Mean daily turnover (RL): 9.4% of portfolio per day

The results illustrate the risk-return tradeoff the RL agent has learned: lower total return than SPY (+20.1% vs +27.4%), but materially lower volatility (17.5% vs 25.2%) and nearly half the maximum drawdown (-14.1% vs -26.7%). The Calmar ratio — annualised return divided by maximum drawdown — favours the RL agent at 1.27 vs 1.13 for SPY.

Whether this tradeoff is worthwhile depends entirely on mandate. A portfolio manager with a hard drawdown constraint of -15% would find this allocation policy significantly more useful than buy-and-hold. A manager targeting maximum absolute return would prefer SPY.

The 9.4% daily turnover is worth monitoring. At 0.1% per leg it amounts to roughly 0.009% per day in transaction costs, or approximately 2.3% annualised drag. At higher cost levels (e.g., 0.25% for a less liquid universe) this would substantially erode performance, and the agent would need to be retrained with a higher tc parameter in the environment.

Visualisations

Chart 1: Training Convergence

The upper panel tracks best, elite mean, and population mean fitness (annualised Sharpe) across 150 CEM generations. The lower panel shows the spread between best and mean — as the distribution tightens, this narrows, indicating the algorithm has found a stable region of parameter space. Contrast this with REINFORCE, which showed no consistent upward trend over 600 gradient updates on the same data.

Collected material –
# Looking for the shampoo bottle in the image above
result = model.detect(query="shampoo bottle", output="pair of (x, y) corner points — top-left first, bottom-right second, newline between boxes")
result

Written request – Copy out the section of the passage on the RL trading agent, starting at the words "The results illustrate" and stopping after "would prefer SPY.". This exercise makes no use of the material.

The solution –
The results illustrate the risk-return tradeoff the RL agent has learned: lower total return than SPY (+20.1% vs +27.4%), but materially lower volatility (17.5% vs 25.2%) and nearly half the maximum drawdown (-14.1% vs -26.7%). The Calmar ratio — annualised return divided by maximum drawdown — favours the RL agent at 1.27 vs 1.13 for SPY.

Whether this tradeoff is worthwhile depends entirely on mandate. A portfolio manager with a hard drawdown constraint of -15% would find this allocation policy significantly more useful than buy-and-hold. A manager targeting maximum absolute return would prefer SPY.